Work required -> Each entry must be printed again without a single change.

★ ★ ★ ★ ★ ★ ★

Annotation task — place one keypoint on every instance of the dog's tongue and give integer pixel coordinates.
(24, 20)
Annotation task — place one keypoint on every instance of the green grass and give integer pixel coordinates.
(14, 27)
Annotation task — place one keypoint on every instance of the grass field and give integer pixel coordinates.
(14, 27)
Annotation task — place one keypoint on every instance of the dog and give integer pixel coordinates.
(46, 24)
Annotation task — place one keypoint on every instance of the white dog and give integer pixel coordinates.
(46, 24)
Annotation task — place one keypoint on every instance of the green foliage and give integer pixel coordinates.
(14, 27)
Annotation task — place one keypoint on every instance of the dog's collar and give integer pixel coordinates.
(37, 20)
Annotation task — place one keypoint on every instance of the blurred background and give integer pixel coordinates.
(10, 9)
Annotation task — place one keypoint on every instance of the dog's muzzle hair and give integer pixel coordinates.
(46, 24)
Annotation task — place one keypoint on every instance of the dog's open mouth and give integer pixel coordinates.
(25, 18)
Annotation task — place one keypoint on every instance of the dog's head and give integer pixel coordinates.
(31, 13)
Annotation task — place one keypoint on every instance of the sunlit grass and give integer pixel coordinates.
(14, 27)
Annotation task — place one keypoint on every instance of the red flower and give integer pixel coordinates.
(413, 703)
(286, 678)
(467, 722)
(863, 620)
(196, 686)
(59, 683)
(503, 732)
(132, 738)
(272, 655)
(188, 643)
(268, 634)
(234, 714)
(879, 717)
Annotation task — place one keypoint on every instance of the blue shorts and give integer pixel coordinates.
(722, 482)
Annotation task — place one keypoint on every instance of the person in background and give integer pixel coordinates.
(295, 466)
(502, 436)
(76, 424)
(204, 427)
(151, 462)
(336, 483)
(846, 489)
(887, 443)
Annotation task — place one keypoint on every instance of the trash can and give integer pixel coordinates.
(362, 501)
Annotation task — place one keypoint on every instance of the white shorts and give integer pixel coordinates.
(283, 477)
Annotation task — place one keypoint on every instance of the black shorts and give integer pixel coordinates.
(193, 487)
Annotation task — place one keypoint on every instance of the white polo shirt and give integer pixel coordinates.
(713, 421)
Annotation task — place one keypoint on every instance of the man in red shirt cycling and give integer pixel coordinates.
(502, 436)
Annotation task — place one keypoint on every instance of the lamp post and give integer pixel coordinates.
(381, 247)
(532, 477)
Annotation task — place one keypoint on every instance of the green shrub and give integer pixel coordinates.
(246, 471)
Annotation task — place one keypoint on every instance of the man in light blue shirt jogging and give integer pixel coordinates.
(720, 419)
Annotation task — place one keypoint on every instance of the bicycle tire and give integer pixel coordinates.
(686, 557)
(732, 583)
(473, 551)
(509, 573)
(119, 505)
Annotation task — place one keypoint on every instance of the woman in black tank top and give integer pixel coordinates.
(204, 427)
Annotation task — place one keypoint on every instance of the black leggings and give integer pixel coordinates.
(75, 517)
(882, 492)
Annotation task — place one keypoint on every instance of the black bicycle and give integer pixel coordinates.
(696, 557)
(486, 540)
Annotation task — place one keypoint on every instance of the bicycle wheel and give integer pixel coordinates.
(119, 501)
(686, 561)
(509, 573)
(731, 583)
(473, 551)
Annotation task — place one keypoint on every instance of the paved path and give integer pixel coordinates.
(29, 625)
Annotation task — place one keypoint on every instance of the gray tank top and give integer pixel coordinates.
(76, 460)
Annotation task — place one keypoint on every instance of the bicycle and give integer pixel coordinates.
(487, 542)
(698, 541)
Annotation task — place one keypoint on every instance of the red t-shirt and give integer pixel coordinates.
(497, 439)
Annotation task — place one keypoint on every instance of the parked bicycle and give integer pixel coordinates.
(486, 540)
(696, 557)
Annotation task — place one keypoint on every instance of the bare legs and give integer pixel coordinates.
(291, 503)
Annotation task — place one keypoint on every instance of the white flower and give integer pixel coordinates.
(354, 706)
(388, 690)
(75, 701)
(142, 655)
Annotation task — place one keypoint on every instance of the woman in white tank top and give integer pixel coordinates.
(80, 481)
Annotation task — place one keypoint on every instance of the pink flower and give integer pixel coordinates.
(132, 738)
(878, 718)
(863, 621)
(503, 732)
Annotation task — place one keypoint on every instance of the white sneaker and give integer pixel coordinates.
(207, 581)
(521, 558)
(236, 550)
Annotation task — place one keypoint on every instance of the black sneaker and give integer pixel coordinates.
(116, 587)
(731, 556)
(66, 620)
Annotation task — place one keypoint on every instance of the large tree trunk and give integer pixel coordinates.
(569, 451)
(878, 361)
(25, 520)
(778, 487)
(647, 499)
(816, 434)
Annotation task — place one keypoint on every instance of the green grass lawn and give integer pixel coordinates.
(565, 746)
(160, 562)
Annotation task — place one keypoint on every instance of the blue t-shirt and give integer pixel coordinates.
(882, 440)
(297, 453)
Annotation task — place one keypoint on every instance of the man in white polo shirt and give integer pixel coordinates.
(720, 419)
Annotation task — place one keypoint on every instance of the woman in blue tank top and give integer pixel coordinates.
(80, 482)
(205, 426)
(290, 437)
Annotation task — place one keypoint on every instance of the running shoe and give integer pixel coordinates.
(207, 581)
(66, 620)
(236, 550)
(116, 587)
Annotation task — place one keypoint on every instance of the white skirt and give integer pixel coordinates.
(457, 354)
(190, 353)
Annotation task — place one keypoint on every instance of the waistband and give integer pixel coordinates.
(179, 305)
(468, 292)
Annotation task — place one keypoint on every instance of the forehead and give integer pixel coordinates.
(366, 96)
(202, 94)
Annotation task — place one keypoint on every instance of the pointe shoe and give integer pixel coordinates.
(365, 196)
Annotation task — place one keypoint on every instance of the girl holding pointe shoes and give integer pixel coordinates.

★ ★ ★ ★ ★ ★ ★

Solution to this exercise ->
Annotation task — place one keypoint on every instance of the dog's tongue and give integer pixel coordinates.
(24, 20)
Annotation task — place one keypoint on every instance of the green grass and give integer pixel coordinates.
(14, 27)
Annotation task — place one keypoint on every instance of the grass field and give integer pixel coordinates.
(14, 27)
Annotation task — place one keypoint on every instance of the dog and give integer pixel coordinates.
(46, 24)
Annotation task — place one keypoint on every instance of the white dog and give integer pixel coordinates.
(46, 24)
Annotation task — place one keypoint on every instance of the green foliage and give integer pixel coordinates.
(14, 27)
Annotation task — place one keypoint on every instance of the dog's collar and give integer pixel coordinates.
(37, 20)
Annotation task — place one keypoint on every instance of the blurred background and give integer pixel coordinates.
(10, 9)
Annotation task — place one keypoint on every instance of the dog's muzzle hair and give integer pixel coordinates.
(46, 24)
Annotation task — place one keypoint on every instance of the dog's open mouth and give integer pixel coordinates.
(25, 18)
Annotation task — place one keypoint on every instance of the dog's head and give integer pixel coordinates.
(31, 13)
Annotation task — place one keypoint on every instance of the sunlit grass and give integer pixel coordinates.
(14, 27)
Annotation task — place one keypoint on every instance of the red flower and give integer pixel coordinates.
(413, 703)
(286, 678)
(467, 722)
(863, 620)
(196, 686)
(59, 683)
(503, 732)
(132, 738)
(272, 655)
(188, 643)
(268, 634)
(234, 714)
(879, 717)
Annotation task — place one keypoint on every instance of the blue shorts and give integer pixel coordinates.
(722, 482)
Annotation task — place one keypoint on every instance of the person in background and give integer pixel coordinates.
(295, 466)
(502, 436)
(76, 424)
(204, 427)
(151, 462)
(336, 483)
(846, 489)
(887, 443)
Annotation task — place one keypoint on every instance of the trash can and give integer pixel coordinates.
(362, 501)
Annotation task — place one keypoint on every instance of the white shorts and give integer pixel coordinates.
(283, 477)
Annotation task — place one keypoint on every instance of the black shorts and give integer pixel coordinates.
(193, 487)
Annotation task — place one keypoint on every instance of the white polo shirt and give integer pixel coordinates.
(713, 421)
Annotation task — place one keypoint on every instance of the man in red shirt cycling and give integer pixel coordinates.
(502, 436)
Annotation task — place one keypoint on every instance of the lamp post and give integer pixel coordinates.
(381, 247)
(532, 477)
Annotation task — place one keypoint on every instance of the green shrub and give integer pixel coordinates.
(246, 471)
Annotation task — place one keypoint on every instance of the man in light blue shirt jogging and give integer pixel coordinates.
(720, 419)
Annotation task — place one keypoint on every instance of the bicycle tire and give integer pixel coordinates.
(686, 557)
(732, 583)
(473, 551)
(509, 573)
(119, 505)
Annotation task — place one keypoint on every instance of the woman in black tank top and give integer pixel coordinates.
(204, 427)
Annotation task — place one keypoint on every instance of the black leggings and give integer pixel coordinates.
(75, 517)
(882, 492)
Annotation task — place one keypoint on every instance of the black bicycle and give integer pixel coordinates.
(696, 557)
(486, 540)
Annotation task — place one keypoint on every instance of the bicycle wheel and give integer pixel coordinates.
(119, 501)
(686, 561)
(509, 573)
(731, 583)
(473, 551)
Annotation task — place one keypoint on every instance of the paved path and give integer pixel coordinates.
(29, 625)
Annotation task — place one keypoint on every instance of the gray tank top and give integer pixel coordinates.
(76, 460)
Annotation task — place one keypoint on every instance of the bicycle and give integer pixel coordinates.
(487, 542)
(698, 541)
Annotation task — place one keypoint on every instance of the red t-shirt and give integer pixel coordinates.
(497, 439)
Annotation task — place one keypoint on every instance of the parked bicycle and give integer pixel coordinates.
(486, 540)
(696, 557)
Annotation task — place one keypoint on every instance of the bare legs and give integer pixel coordinates.
(291, 503)
Annotation task — place one keypoint on every instance of the white flower and give integer pixel coordinates.
(354, 706)
(388, 690)
(75, 701)
(142, 655)
Annotation task — place one keypoint on every instance of the woman in white tank top and give integer pixel coordinates.
(80, 481)
Annotation task — place one keypoint on every instance of the pink flower and give integer pixel coordinates.
(132, 738)
(878, 718)
(863, 621)
(503, 732)
Annotation task — place one keypoint on every instance of the white sneaker and give integer pixel coordinates.
(207, 581)
(521, 558)
(236, 550)
Annotation task — place one keypoint on every instance of the black sneaker and give integer pixel coordinates.
(116, 587)
(731, 556)
(66, 620)
Annotation task — place one keypoint on every instance of the large tree trunk and give integer pixel coordinates.
(569, 451)
(878, 361)
(25, 520)
(778, 487)
(647, 499)
(816, 434)
Annotation task — place one keypoint on every instance of the green grass lawn and give integer pixel coordinates.
(565, 746)
(160, 562)
Annotation task — place one keypoint on every instance of the blue t-shirt and give integer pixel coordinates.
(882, 440)
(297, 453)
Annotation task — place one keypoint on every instance of the man in white polo shirt and give integer pixel coordinates.
(720, 419)
Annotation task — place one keypoint on every instance of the woman in blue tank top and give integer pixel coordinates.
(80, 482)
(205, 426)
(290, 437)
Annotation task — place one keypoint on every instance of the running shoe and give integer pixel coordinates.
(207, 581)
(66, 620)
(236, 550)
(116, 587)
Annotation task — place one keypoint on every instance of the white skirt and give integer pixel coordinates.
(457, 354)
(190, 353)
Annotation task — place one keypoint on every instance of the waistband and give integer pixel coordinates.
(179, 305)
(468, 292)
Annotation task — place one keypoint on every instance of the forehead and give integer pixel coordinates.
(366, 96)
(202, 94)
Annotation task — place one keypoint on every instance of the pointe shoe and give integer pixel coordinates.
(365, 196)
Annotation task — place one keypoint on every instance of the girl holding pointe shoes and give integer pixel coordinates.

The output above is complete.